=== AIM OF THE TASK ===
Could you lay out the part of the records that opens with the line containing "[point] owl's head" and runs through the end of the records as a Markdown table? Use a Row column for the row number and a Line column for the line itself, and leave out any blank lines.

Dataset entries:
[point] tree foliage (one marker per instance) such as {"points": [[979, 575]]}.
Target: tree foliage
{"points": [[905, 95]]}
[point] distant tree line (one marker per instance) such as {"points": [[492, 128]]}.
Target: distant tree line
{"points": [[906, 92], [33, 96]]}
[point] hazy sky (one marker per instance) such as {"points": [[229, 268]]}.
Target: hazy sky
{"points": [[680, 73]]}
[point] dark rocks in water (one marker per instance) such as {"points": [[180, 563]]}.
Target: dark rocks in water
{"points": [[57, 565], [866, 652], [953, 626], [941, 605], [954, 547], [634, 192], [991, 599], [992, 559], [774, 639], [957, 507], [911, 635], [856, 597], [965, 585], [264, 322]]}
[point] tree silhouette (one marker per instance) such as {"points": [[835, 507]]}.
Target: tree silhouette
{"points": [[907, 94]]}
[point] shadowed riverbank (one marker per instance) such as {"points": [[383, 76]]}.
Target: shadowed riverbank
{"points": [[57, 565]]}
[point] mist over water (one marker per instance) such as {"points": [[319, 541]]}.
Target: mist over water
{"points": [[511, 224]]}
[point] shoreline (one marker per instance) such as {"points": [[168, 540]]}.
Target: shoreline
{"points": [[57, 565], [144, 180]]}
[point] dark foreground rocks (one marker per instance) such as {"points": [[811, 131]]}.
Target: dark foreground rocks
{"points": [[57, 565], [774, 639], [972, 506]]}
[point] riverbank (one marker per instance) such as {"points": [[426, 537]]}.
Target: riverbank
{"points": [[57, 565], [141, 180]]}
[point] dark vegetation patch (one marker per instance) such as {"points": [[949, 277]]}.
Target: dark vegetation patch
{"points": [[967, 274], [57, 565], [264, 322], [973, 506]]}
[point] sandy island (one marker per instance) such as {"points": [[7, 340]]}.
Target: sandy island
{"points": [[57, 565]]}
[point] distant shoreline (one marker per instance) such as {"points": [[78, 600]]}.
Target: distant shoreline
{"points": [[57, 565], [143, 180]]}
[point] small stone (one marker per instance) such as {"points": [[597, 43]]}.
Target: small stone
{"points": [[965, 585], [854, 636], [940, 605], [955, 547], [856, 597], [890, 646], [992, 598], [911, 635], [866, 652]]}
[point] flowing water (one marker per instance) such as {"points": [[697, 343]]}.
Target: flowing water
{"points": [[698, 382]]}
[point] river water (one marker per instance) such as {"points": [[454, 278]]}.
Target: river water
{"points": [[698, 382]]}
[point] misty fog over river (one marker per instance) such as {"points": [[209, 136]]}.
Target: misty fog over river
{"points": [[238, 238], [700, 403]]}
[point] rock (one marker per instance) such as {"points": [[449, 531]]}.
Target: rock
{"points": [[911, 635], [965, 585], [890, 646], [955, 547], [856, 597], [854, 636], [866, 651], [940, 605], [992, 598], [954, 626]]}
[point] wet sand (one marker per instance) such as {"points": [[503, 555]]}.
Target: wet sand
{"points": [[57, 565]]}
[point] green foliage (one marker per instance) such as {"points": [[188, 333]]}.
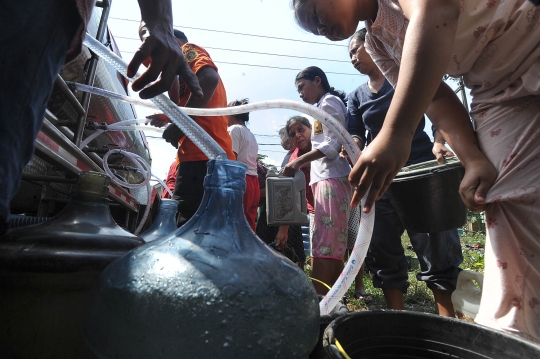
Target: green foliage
{"points": [[476, 217], [473, 246]]}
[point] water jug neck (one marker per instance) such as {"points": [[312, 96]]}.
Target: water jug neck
{"points": [[224, 187]]}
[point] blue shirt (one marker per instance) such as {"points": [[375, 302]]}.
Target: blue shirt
{"points": [[366, 112]]}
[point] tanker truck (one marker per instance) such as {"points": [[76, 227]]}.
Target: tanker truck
{"points": [[71, 117]]}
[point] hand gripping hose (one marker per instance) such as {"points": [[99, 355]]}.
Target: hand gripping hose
{"points": [[207, 144], [192, 130]]}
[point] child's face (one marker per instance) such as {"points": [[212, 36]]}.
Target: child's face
{"points": [[335, 19], [360, 59], [310, 91], [300, 135]]}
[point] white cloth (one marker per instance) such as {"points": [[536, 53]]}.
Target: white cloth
{"points": [[322, 139], [245, 146]]}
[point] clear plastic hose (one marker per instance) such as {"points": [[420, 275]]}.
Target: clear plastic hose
{"points": [[194, 132], [144, 168], [178, 117]]}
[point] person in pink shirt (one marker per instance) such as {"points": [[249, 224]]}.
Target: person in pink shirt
{"points": [[495, 46], [245, 148]]}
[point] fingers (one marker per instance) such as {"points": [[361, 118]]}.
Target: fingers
{"points": [[140, 55], [149, 76], [164, 83], [190, 79], [167, 63]]}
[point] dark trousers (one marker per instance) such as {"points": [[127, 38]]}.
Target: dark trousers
{"points": [[439, 253], [34, 38], [189, 189]]}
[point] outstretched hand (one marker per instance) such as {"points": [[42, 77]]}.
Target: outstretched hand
{"points": [[479, 177], [377, 167], [441, 151], [167, 63]]}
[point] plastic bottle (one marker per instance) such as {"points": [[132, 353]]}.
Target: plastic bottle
{"points": [[212, 289], [466, 297], [165, 222]]}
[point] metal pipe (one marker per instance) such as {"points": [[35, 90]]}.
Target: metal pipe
{"points": [[54, 179], [69, 95], [85, 101]]}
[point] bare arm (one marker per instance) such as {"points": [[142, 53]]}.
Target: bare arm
{"points": [[453, 124], [426, 53], [159, 44], [293, 166]]}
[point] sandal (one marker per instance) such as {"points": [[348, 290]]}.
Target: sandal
{"points": [[363, 297]]}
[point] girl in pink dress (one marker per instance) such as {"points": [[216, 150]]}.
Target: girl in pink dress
{"points": [[495, 46], [328, 176]]}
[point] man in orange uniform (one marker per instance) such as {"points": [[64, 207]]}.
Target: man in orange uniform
{"points": [[188, 190]]}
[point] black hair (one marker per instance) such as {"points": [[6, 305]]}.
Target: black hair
{"points": [[359, 35], [180, 35], [297, 5], [241, 116], [304, 121], [286, 142], [309, 73]]}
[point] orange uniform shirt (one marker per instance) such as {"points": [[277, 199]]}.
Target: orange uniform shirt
{"points": [[215, 126]]}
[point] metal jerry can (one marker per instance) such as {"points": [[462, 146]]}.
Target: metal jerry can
{"points": [[286, 199]]}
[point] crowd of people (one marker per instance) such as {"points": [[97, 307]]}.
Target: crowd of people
{"points": [[405, 50]]}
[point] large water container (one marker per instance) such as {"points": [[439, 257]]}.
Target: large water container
{"points": [[466, 297], [412, 335], [47, 271], [426, 196], [286, 199]]}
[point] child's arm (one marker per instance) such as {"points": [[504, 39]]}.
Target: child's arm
{"points": [[293, 166], [426, 53]]}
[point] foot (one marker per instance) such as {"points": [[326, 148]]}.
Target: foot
{"points": [[363, 297]]}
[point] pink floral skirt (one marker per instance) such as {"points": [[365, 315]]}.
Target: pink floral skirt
{"points": [[329, 227]]}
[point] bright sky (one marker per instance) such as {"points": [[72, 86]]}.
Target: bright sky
{"points": [[258, 49]]}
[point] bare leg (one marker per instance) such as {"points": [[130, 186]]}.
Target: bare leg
{"points": [[443, 300], [394, 298]]}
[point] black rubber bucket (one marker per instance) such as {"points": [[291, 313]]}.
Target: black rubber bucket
{"points": [[402, 334], [426, 196]]}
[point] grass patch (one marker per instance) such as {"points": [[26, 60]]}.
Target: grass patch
{"points": [[419, 297]]}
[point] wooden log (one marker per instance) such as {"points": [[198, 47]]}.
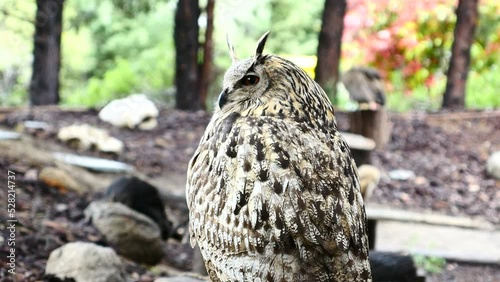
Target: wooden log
{"points": [[373, 124]]}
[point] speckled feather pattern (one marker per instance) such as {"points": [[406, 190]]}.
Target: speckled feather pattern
{"points": [[272, 190]]}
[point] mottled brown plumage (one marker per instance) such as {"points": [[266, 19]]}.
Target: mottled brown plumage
{"points": [[272, 191]]}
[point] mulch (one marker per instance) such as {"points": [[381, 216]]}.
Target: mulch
{"points": [[446, 151]]}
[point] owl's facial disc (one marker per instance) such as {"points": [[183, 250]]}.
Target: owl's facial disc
{"points": [[239, 90]]}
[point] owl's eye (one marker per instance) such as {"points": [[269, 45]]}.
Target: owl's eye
{"points": [[250, 80]]}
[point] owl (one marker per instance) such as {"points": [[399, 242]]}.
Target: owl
{"points": [[272, 190]]}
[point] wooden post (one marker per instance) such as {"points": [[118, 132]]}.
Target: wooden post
{"points": [[373, 124]]}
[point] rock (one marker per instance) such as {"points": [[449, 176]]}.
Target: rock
{"points": [[86, 137], [131, 233], [141, 197], [401, 174], [178, 279], [369, 176], [493, 165], [85, 262], [60, 179], [9, 135], [134, 111]]}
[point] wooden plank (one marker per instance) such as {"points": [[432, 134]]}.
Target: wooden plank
{"points": [[450, 242], [384, 213]]}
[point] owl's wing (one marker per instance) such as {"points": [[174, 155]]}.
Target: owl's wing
{"points": [[267, 183]]}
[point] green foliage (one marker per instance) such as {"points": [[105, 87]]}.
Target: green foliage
{"points": [[116, 83], [111, 48], [131, 50], [429, 263], [482, 89]]}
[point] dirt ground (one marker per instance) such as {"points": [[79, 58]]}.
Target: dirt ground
{"points": [[446, 151]]}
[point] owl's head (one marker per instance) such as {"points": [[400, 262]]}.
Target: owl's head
{"points": [[268, 84]]}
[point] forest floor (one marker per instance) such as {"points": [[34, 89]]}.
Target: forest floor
{"points": [[447, 152]]}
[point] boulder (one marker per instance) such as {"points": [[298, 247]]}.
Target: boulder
{"points": [[131, 233], [86, 137], [142, 197], [134, 111], [60, 179], [493, 165], [85, 262]]}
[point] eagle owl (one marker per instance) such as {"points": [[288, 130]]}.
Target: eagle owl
{"points": [[272, 190]]}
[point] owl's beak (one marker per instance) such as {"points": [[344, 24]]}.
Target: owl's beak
{"points": [[223, 98]]}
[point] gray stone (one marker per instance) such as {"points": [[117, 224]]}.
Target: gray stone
{"points": [[85, 262], [401, 174], [493, 165], [178, 279], [60, 179], [86, 137], [134, 111], [131, 233]]}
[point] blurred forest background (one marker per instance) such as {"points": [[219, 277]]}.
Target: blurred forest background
{"points": [[112, 48]]}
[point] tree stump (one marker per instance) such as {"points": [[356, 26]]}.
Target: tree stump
{"points": [[373, 124]]}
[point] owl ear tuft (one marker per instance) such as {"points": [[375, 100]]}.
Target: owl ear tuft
{"points": [[231, 49], [260, 45]]}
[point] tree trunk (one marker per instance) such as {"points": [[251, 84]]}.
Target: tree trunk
{"points": [[44, 86], [329, 45], [186, 60], [467, 17], [206, 68]]}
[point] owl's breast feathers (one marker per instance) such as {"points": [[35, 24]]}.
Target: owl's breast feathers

=== FULL OUTPUT ===
| Row | Line |
|---|---|
| 1 | [point] owl's head (one marker per instance) such as {"points": [[400, 262]]}. |
| 2 | Target: owl's head |
| 3 | {"points": [[268, 84]]} |
| 4 | [point] forest floor (one marker per instance) such as {"points": [[34, 89]]}. |
| 5 | Target: forest floor |
| 6 | {"points": [[447, 152]]} |
| 7 | [point] boulder (one marker per instance) such as {"points": [[298, 247]]}. |
| 8 | Target: boulder |
| 9 | {"points": [[131, 233], [86, 137], [142, 197], [134, 111], [60, 179], [493, 165], [85, 262]]} |
| 10 | [point] eagle owl (one marker per instance) such as {"points": [[288, 130]]}. |
| 11 | Target: eagle owl |
| 12 | {"points": [[272, 190]]} |
| 13 | [point] owl's beak (one marker per instance) such as {"points": [[344, 24]]}. |
| 14 | Target: owl's beak |
| 15 | {"points": [[223, 98]]} |
| 16 | [point] gray stone (one marker per instance) such as {"points": [[117, 224]]}. |
| 17 | Target: gray stone |
| 18 | {"points": [[85, 262], [401, 174], [493, 165], [178, 279], [60, 179], [86, 137], [134, 111], [131, 233]]} |
| 19 | [point] blurred forest background (one marker per instance) such as {"points": [[219, 277]]}. |
| 20 | Target: blurred forest background |
| 21 | {"points": [[112, 48]]} |
| 22 | [point] tree stump (one marker per instance) such as {"points": [[356, 26]]}. |
| 23 | Target: tree stump |
| 24 | {"points": [[373, 124]]} |
| 25 | [point] owl ear tuft (one marker per instance) such as {"points": [[375, 100]]}. |
| 26 | Target: owl ear tuft |
| 27 | {"points": [[231, 49], [260, 45]]} |
| 28 | [point] tree trunk (one marker per instance) such as {"points": [[251, 84]]}. |
| 29 | Target: tree trunk |
| 30 | {"points": [[44, 86], [329, 45], [186, 60], [467, 17], [206, 68]]} |
| 31 | [point] owl's breast feathers (one marker per instance) such as {"points": [[35, 24]]}. |
| 32 | Target: owl's breast feathers |